* _Stated exercise_
Which lines in the records below contain the string "bunch"? Return each of those lines in full, counting only matches with the same case.

* _Data in this exercise_
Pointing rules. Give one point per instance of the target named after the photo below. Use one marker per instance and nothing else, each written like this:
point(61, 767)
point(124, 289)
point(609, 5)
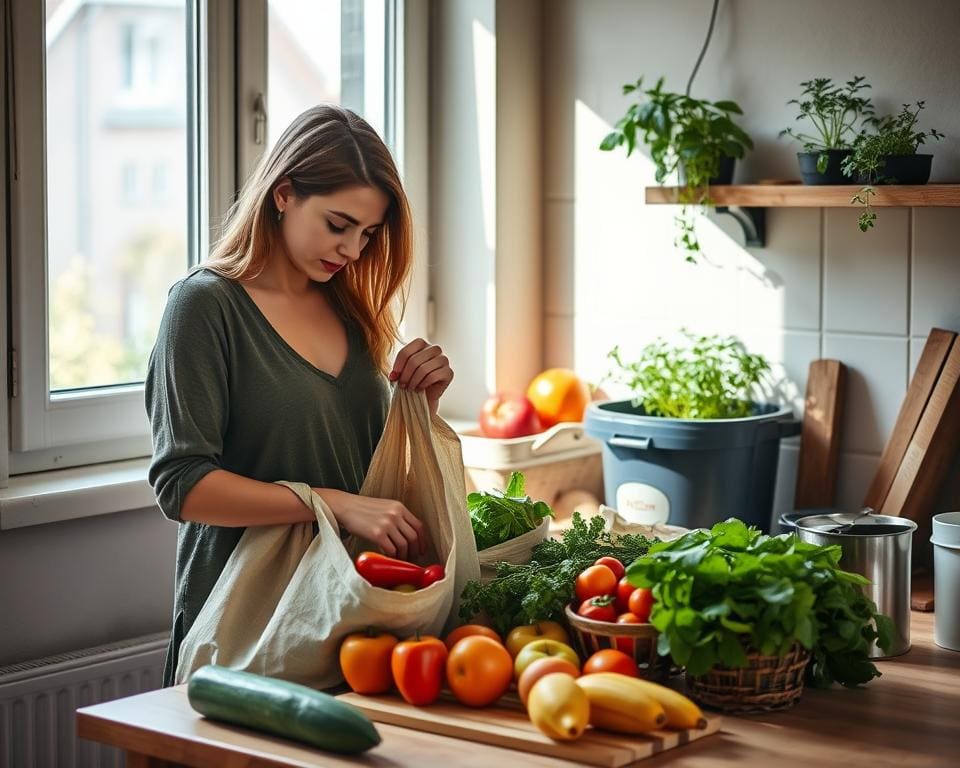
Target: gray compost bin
point(689, 472)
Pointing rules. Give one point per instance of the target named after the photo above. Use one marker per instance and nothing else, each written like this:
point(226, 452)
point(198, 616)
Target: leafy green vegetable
point(498, 516)
point(732, 584)
point(523, 594)
point(711, 377)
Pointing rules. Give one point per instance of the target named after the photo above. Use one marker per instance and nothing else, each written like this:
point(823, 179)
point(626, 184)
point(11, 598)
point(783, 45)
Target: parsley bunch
point(540, 590)
point(717, 588)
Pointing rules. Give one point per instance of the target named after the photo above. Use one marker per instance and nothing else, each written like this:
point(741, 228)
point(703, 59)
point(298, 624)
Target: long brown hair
point(325, 149)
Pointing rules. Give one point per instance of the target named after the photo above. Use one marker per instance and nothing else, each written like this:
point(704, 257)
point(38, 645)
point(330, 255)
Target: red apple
point(509, 414)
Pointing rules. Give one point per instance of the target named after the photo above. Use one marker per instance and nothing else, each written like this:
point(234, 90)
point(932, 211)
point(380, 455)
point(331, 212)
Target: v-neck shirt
point(224, 390)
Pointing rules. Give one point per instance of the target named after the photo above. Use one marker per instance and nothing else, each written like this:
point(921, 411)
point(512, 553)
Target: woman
point(270, 359)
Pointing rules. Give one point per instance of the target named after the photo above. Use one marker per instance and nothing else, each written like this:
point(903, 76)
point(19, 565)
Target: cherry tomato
point(640, 603)
point(625, 644)
point(598, 609)
point(595, 581)
point(624, 590)
point(609, 660)
point(614, 565)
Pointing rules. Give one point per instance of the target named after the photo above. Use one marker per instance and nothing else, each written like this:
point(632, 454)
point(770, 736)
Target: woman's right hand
point(384, 522)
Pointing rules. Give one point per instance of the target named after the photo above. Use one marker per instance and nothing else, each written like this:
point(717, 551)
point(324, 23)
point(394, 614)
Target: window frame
point(49, 431)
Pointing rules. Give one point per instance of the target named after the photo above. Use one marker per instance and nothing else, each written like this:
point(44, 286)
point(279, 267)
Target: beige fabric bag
point(286, 599)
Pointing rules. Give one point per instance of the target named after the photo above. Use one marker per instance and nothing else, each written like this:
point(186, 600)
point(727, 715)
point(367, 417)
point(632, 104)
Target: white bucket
point(946, 574)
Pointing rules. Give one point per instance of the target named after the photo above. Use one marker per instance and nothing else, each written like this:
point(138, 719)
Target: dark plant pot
point(724, 174)
point(833, 174)
point(906, 169)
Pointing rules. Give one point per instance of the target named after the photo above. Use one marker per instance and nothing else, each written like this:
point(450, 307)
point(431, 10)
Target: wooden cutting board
point(506, 726)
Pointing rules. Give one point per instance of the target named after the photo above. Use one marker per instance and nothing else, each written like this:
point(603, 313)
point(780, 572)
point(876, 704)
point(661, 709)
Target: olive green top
point(225, 391)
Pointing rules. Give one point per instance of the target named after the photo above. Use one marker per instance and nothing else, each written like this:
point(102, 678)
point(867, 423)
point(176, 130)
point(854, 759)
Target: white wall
point(820, 287)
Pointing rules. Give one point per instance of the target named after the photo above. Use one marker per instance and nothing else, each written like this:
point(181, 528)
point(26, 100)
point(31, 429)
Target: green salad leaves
point(524, 594)
point(716, 588)
point(498, 516)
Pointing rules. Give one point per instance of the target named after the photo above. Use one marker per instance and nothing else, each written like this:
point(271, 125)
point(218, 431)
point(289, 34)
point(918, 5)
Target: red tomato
point(614, 565)
point(418, 667)
point(625, 644)
point(624, 590)
point(609, 660)
point(595, 581)
point(598, 609)
point(479, 670)
point(509, 414)
point(640, 603)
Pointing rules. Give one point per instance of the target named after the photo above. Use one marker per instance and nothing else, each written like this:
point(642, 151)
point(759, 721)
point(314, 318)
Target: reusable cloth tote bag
point(287, 598)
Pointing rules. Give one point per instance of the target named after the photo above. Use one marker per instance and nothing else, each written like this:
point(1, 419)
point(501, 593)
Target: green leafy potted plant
point(752, 616)
point(697, 443)
point(888, 155)
point(833, 113)
point(695, 138)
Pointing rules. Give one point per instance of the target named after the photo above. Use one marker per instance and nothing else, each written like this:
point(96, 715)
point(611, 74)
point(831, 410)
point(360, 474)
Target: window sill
point(68, 494)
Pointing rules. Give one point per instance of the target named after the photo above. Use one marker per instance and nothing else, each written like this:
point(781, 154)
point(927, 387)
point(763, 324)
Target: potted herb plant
point(695, 138)
point(833, 113)
point(696, 443)
point(888, 155)
point(752, 617)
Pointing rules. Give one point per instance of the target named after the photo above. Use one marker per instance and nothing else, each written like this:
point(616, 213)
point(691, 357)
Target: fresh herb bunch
point(683, 133)
point(498, 516)
point(833, 111)
point(710, 377)
point(715, 588)
point(892, 136)
point(524, 594)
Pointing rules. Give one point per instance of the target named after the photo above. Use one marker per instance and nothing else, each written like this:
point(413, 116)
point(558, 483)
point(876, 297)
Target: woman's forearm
point(231, 500)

* _Full response_
Target: parsley bunch
Target: fresh herb bunch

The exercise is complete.